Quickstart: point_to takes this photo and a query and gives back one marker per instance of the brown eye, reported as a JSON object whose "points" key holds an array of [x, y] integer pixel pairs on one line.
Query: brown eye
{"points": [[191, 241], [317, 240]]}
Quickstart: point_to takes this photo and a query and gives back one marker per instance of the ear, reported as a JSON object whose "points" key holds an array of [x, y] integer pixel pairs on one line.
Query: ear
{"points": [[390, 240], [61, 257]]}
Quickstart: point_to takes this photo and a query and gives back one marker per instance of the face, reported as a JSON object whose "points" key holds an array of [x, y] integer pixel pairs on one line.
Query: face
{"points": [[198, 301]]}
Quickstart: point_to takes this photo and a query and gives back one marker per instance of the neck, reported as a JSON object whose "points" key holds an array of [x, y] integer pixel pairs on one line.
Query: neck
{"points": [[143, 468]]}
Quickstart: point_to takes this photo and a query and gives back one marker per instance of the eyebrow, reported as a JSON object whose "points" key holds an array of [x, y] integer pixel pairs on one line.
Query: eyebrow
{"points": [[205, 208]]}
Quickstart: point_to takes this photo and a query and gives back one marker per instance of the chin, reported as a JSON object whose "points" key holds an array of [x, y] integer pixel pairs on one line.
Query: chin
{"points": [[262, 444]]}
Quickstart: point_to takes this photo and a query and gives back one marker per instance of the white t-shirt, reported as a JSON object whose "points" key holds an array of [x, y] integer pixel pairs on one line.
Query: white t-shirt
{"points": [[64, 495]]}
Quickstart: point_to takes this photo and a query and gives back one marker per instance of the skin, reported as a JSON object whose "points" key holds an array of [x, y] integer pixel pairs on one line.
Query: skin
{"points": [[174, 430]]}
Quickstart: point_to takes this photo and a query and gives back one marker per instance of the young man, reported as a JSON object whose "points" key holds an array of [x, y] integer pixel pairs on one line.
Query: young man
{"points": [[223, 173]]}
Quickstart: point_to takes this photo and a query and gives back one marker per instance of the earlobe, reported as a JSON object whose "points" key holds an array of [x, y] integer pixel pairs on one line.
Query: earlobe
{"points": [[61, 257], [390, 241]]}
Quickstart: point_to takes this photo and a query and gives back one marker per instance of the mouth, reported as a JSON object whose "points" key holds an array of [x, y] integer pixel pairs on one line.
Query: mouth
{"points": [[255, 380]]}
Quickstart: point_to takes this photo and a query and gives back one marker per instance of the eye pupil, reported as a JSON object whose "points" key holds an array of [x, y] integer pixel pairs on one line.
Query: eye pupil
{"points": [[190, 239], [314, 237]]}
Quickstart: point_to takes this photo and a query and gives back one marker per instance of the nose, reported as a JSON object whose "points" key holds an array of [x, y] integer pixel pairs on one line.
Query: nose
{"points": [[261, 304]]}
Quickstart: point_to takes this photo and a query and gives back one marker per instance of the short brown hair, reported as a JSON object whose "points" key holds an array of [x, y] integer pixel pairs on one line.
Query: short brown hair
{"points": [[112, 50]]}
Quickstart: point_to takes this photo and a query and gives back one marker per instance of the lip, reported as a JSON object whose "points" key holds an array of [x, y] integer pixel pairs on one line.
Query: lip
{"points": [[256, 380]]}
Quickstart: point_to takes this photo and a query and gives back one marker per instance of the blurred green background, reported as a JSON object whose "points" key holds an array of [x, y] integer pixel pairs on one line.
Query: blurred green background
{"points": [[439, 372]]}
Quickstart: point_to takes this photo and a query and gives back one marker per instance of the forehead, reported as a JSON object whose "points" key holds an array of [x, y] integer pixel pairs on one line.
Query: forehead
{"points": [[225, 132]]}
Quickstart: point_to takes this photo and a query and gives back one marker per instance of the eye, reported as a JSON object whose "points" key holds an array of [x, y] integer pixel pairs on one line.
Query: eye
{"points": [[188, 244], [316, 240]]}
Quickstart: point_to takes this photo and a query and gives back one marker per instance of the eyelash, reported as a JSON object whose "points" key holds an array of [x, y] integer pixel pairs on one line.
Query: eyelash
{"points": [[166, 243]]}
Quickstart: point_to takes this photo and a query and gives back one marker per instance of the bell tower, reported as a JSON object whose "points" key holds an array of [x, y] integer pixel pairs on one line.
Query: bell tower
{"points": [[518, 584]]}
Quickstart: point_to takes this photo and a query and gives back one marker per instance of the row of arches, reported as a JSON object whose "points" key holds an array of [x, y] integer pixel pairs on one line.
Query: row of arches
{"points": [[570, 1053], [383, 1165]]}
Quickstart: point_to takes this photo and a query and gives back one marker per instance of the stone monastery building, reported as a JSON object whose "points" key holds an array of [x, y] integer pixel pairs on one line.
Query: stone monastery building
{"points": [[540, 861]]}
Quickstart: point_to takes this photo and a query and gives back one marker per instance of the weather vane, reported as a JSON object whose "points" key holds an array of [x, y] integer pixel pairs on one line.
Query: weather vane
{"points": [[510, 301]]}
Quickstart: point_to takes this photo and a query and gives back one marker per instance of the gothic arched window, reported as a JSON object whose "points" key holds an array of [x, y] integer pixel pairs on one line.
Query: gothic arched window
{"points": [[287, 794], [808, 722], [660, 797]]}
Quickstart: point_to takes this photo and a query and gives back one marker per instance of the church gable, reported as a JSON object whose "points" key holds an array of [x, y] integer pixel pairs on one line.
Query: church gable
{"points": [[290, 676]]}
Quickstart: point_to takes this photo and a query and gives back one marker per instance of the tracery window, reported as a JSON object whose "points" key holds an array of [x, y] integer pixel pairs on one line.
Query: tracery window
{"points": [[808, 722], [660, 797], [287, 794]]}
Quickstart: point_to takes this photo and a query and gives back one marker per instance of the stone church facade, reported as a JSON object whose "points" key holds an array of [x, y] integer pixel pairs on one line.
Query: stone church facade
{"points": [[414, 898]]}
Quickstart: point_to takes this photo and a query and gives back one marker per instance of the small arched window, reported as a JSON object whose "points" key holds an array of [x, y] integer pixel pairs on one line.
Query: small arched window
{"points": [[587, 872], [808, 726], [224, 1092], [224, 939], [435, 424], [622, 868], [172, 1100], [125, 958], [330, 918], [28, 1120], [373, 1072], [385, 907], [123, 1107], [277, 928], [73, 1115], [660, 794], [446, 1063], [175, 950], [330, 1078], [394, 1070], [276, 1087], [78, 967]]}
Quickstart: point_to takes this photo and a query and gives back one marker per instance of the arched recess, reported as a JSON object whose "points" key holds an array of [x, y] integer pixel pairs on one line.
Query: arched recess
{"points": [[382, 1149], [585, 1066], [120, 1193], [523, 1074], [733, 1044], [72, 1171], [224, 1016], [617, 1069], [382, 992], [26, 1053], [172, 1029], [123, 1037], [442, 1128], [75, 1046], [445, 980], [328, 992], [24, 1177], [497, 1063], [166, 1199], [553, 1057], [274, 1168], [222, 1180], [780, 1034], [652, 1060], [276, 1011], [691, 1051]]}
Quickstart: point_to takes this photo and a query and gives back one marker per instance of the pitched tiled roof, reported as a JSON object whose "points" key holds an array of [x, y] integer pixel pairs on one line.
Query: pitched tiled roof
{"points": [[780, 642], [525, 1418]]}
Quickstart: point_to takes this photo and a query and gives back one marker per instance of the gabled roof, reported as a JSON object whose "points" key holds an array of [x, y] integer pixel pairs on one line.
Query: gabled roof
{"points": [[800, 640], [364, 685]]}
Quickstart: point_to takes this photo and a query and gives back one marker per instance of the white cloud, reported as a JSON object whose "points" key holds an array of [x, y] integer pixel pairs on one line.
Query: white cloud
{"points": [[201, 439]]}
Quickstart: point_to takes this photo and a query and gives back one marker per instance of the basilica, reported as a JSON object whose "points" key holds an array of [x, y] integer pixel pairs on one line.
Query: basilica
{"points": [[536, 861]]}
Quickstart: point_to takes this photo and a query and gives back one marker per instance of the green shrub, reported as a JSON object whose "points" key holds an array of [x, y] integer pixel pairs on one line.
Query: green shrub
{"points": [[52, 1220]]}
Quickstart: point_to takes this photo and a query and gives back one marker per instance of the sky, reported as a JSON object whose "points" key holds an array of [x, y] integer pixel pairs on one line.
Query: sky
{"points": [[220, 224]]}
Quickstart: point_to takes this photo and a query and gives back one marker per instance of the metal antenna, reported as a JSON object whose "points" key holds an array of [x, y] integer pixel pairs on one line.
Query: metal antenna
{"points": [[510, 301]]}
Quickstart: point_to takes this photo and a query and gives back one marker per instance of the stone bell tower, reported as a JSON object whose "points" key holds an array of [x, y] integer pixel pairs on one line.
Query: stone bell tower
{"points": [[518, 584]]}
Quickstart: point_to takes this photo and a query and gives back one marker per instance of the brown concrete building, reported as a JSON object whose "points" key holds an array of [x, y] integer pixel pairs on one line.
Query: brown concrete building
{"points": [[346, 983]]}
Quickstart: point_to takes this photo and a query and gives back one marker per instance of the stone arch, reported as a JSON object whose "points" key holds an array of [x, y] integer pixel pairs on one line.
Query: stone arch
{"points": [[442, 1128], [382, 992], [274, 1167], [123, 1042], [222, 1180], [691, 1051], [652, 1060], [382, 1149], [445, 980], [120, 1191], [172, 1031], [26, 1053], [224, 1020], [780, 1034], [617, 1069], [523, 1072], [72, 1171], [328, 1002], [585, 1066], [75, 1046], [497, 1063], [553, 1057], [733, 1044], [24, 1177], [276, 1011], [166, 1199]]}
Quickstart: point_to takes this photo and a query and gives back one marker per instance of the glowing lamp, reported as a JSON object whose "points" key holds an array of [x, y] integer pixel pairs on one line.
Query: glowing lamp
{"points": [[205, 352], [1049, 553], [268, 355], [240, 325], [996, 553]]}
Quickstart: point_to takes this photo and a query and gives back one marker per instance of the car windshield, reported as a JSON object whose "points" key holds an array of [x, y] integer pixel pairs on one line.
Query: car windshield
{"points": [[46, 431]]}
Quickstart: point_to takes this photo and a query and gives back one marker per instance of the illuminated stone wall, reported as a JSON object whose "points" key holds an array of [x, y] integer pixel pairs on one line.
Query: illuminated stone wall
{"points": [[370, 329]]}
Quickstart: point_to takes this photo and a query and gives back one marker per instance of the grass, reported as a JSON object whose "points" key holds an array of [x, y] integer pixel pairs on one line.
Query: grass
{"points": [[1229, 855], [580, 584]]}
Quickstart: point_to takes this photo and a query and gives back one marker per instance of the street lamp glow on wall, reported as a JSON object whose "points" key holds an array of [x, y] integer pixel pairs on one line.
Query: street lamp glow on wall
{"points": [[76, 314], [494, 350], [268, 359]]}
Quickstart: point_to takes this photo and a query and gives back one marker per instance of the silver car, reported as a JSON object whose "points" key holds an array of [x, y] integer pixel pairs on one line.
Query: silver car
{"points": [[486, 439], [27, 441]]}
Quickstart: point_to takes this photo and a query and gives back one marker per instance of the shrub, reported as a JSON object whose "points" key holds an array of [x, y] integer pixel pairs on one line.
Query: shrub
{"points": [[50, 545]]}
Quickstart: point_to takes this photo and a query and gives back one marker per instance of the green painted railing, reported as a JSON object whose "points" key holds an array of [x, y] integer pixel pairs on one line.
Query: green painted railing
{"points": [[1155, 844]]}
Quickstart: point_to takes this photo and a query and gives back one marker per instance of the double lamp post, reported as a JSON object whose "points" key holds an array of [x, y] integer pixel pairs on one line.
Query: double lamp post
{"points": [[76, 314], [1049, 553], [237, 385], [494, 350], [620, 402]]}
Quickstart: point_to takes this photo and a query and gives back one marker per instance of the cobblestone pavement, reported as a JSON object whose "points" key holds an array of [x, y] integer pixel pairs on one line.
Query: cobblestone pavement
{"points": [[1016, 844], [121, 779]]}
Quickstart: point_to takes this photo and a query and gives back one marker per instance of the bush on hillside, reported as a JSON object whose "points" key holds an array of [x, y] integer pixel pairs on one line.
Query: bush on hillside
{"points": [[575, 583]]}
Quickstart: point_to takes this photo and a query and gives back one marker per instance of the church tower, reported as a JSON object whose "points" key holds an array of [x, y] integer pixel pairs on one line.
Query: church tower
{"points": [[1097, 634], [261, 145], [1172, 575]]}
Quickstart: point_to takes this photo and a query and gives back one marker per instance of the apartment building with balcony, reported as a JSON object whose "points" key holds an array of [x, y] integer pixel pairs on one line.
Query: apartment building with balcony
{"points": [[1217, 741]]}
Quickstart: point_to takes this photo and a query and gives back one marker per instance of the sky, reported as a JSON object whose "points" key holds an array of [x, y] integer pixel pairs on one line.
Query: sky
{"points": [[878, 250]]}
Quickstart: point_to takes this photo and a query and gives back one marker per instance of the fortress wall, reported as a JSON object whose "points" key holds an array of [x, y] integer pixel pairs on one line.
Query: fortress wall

○ ○ ○ ○ ○

WHAT IS BEING ASKED → Return, unchanged, each line from the line containing "church tower, reported" through the last line of the material.

ANSWER →
Quickstart: point_to takes this photo and a query and gives back one marker per instance of the church tower, reported as a JSON object whose "points" key holds an array of [x, y] integer pixel pairs on one line.
Query: church tower
{"points": [[1097, 634], [261, 145], [1172, 575]]}
Quickstart: point_to takes this photo and a query and gives back one marker per instance of the apartment building with balcony, reported as a JSON object whose "points" key holds an array of [x, y] integer pixel pairs on one line.
Query: apartment building with balcony
{"points": [[1217, 741]]}
Quickstart: point_to takes this photo and a query and gives back one marker per instance of the sky, reported as a JSON object whose "points" key holds an array of [x, y] integer pixel pairs on one line.
Query: sky
{"points": [[878, 250]]}
Quickstart: point_to takes this photo and a query and gives back one marker per instance of the fortress wall, reported as a JSON object whose "points" key holds an array of [x, y] integer pixel pairs on one line.
Query: fortress wall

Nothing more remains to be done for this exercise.